[Rows from an object pointing dataset]
━━━━━━━━━━━━━━━━━━━━
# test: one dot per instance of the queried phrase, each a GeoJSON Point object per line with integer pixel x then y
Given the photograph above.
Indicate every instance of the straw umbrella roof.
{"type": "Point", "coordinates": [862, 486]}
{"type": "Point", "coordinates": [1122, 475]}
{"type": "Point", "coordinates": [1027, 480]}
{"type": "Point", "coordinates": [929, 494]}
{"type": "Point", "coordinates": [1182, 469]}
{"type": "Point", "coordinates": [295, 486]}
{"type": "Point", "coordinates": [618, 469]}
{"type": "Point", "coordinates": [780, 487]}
━━━━━━━━━━━━━━━━━━━━
### Short exercise
Format the data above as a Markdown table with two columns, No. and Line, putting each line in its own numbered row and leaving out blank lines.

### Answer
| No. | Line |
|---|---|
| 1 | # test: one dot per instance of the queried phrase, each a GeoJSON Point object per line with integer pixel x then y |
| 2 | Given the photograph above. |
| 3 | Indicate every instance of the straw umbrella roof. |
| 4 | {"type": "Point", "coordinates": [862, 486]} |
| 5 | {"type": "Point", "coordinates": [1122, 475]} |
| 6 | {"type": "Point", "coordinates": [1027, 480]} |
| 7 | {"type": "Point", "coordinates": [929, 494]} |
| 8 | {"type": "Point", "coordinates": [1182, 469]} |
| 9 | {"type": "Point", "coordinates": [295, 486]} |
| 10 | {"type": "Point", "coordinates": [618, 469]} |
| 11 | {"type": "Point", "coordinates": [780, 487]} |